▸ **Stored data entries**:
####

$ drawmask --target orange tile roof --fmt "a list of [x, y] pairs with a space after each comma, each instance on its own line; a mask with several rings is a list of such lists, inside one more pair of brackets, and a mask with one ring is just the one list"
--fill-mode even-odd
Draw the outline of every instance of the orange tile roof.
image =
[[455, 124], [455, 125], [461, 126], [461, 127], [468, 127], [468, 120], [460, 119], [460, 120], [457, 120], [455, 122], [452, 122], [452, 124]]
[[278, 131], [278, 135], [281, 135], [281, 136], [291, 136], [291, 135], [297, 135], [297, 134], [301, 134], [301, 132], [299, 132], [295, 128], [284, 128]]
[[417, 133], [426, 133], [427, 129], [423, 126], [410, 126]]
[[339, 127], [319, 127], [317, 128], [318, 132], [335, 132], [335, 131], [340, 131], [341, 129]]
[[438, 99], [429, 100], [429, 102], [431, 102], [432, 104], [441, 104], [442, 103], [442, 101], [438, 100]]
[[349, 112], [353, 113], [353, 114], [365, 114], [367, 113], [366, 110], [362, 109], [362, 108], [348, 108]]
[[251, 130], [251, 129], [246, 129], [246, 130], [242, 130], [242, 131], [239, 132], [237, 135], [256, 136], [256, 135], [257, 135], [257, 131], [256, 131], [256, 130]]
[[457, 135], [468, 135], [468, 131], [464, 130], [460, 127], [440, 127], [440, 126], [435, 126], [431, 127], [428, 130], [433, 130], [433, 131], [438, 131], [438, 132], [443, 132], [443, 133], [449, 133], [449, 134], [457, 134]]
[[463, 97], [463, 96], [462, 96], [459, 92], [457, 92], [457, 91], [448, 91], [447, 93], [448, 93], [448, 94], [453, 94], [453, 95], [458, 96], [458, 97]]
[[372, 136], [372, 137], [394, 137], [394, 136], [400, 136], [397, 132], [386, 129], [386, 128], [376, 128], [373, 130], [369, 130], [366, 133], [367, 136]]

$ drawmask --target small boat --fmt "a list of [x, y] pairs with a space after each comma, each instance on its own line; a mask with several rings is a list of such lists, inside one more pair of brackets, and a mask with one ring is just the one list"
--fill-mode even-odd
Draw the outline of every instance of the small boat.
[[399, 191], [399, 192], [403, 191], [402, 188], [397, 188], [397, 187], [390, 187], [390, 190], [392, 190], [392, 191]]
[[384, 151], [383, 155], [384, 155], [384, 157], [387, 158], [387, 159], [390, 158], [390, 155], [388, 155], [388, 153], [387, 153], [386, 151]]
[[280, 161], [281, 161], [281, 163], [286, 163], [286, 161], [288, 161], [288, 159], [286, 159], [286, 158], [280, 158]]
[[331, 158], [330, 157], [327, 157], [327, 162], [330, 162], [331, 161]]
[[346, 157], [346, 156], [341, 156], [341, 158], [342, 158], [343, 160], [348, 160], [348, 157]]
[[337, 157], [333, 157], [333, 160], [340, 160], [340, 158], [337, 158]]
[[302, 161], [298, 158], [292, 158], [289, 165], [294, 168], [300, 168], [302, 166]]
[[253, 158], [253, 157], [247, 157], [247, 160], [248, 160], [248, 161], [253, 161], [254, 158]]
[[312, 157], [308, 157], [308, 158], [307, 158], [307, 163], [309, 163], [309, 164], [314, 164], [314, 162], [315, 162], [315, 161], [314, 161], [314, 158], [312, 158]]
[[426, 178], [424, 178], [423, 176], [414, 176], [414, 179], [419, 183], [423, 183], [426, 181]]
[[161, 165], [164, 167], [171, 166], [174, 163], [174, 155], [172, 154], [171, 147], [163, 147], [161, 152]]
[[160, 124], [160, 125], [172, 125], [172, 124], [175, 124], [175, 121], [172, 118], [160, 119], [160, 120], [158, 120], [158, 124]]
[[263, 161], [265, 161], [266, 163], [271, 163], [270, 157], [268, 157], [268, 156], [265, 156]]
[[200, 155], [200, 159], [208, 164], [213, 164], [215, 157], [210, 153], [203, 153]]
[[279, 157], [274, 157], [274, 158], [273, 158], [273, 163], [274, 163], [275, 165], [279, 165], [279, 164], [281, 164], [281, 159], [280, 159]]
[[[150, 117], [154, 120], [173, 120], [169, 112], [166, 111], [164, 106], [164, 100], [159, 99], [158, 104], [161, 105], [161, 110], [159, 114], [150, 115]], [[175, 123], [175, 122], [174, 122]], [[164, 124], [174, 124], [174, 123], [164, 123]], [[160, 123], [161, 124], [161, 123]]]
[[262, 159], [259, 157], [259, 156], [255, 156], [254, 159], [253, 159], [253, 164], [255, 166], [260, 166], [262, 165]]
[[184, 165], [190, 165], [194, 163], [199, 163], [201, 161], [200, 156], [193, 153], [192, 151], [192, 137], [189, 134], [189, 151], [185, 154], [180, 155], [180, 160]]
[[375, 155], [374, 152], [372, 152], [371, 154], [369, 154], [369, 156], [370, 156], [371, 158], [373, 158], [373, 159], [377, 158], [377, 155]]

####

▸ **Your goal**: Quote every line of the data, word for word.

▸ **Exercise result**:
$ drawmask --target orange tile roof --fmt "a list of [x, y] pairs with a space after each comma, each instance on its own line; a mask with several rings is a list of such lists, inside one more pair of brackets, and a mask with one ring is just the one list"
--fill-mode even-odd
Draw the outline of every instance of the orange tile roof.
image =
[[455, 124], [455, 125], [461, 126], [461, 127], [468, 127], [468, 120], [460, 119], [460, 120], [457, 120], [455, 122], [452, 122], [452, 124]]
[[278, 131], [278, 135], [281, 135], [281, 136], [291, 136], [291, 135], [297, 135], [297, 134], [301, 134], [301, 132], [299, 132], [295, 128], [284, 128]]
[[417, 133], [426, 133], [427, 129], [423, 126], [410, 126]]
[[339, 127], [319, 127], [317, 128], [318, 132], [335, 132], [335, 131], [340, 131], [341, 129]]
[[438, 99], [429, 100], [429, 102], [431, 102], [432, 104], [441, 104], [442, 103], [442, 101], [438, 100]]
[[349, 112], [353, 113], [353, 114], [365, 114], [367, 113], [366, 110], [362, 109], [362, 108], [348, 108]]
[[251, 130], [251, 129], [246, 129], [246, 130], [242, 130], [242, 131], [239, 132], [237, 135], [256, 136], [256, 135], [257, 135], [257, 131], [256, 131], [256, 130]]
[[457, 135], [468, 135], [468, 131], [464, 130], [460, 127], [440, 127], [440, 126], [435, 126], [431, 127], [428, 130], [433, 130], [433, 131], [438, 131], [438, 132], [443, 132], [443, 133], [449, 133], [449, 134], [457, 134]]
[[463, 97], [463, 96], [462, 96], [459, 92], [457, 92], [457, 91], [448, 91], [447, 93], [448, 93], [448, 94], [453, 94], [453, 95], [458, 96], [458, 97]]
[[372, 136], [372, 137], [394, 137], [394, 136], [400, 136], [397, 132], [386, 129], [386, 128], [376, 128], [373, 130], [369, 130], [366, 133], [367, 136]]

$ drawmask --target small boat --fmt "a list of [x, y] pairs with a space after each comma, each instance on its own line; a mask with several rings is a list of such lists, inside one more pair of brackets, and a mask with one ring is just the one list"
--fill-mode even-odd
Draw the outline of every instance of the small boat.
[[399, 191], [399, 192], [403, 191], [402, 188], [397, 188], [397, 187], [390, 187], [390, 190], [392, 190], [392, 191]]
[[384, 151], [383, 155], [384, 155], [384, 157], [387, 158], [387, 159], [390, 158], [390, 155], [388, 155], [388, 153], [387, 153], [386, 151]]
[[280, 161], [281, 161], [281, 163], [286, 163], [286, 161], [288, 161], [288, 159], [286, 159], [286, 158], [280, 158]]
[[331, 158], [330, 157], [327, 157], [327, 162], [330, 162], [331, 161]]
[[346, 157], [346, 156], [341, 156], [341, 158], [342, 158], [343, 160], [348, 160], [348, 157]]
[[337, 157], [333, 157], [333, 160], [340, 160], [340, 158], [337, 158]]
[[302, 161], [298, 158], [292, 158], [289, 165], [294, 168], [300, 168], [302, 166]]
[[253, 158], [253, 157], [247, 157], [247, 160], [248, 160], [248, 161], [253, 161], [254, 158]]
[[312, 157], [308, 157], [308, 158], [307, 158], [307, 163], [309, 163], [309, 164], [314, 164], [314, 162], [315, 162], [315, 161], [314, 161], [314, 158], [312, 158]]
[[426, 178], [424, 178], [423, 176], [414, 176], [414, 179], [419, 183], [423, 183], [426, 181]]
[[161, 165], [164, 167], [171, 166], [174, 163], [174, 155], [172, 154], [171, 147], [163, 147], [161, 152]]
[[160, 124], [160, 125], [172, 125], [172, 124], [175, 124], [175, 121], [172, 118], [160, 119], [160, 120], [158, 120], [158, 124]]
[[263, 161], [265, 161], [266, 163], [271, 163], [270, 157], [268, 157], [268, 156], [265, 156]]
[[200, 155], [200, 159], [208, 164], [213, 164], [215, 157], [210, 153], [203, 153]]
[[279, 157], [274, 157], [274, 158], [273, 158], [273, 163], [274, 163], [275, 165], [279, 165], [279, 164], [281, 164], [281, 159], [280, 159]]
[[[150, 117], [154, 120], [173, 120], [169, 112], [166, 111], [164, 106], [164, 100], [159, 99], [158, 104], [161, 105], [161, 110], [159, 114], [150, 115]], [[175, 123], [175, 122], [174, 122]], [[164, 124], [174, 124], [174, 123], [164, 123]], [[160, 123], [161, 124], [161, 123]]]
[[262, 159], [259, 157], [259, 156], [255, 156], [254, 159], [253, 159], [253, 164], [255, 166], [260, 166], [262, 165]]
[[184, 165], [190, 165], [194, 163], [199, 163], [201, 161], [200, 156], [193, 153], [192, 151], [192, 137], [189, 134], [189, 151], [185, 154], [180, 155], [180, 160]]
[[375, 155], [374, 152], [372, 152], [371, 154], [369, 154], [369, 156], [370, 156], [371, 158], [373, 158], [373, 159], [377, 158], [377, 155]]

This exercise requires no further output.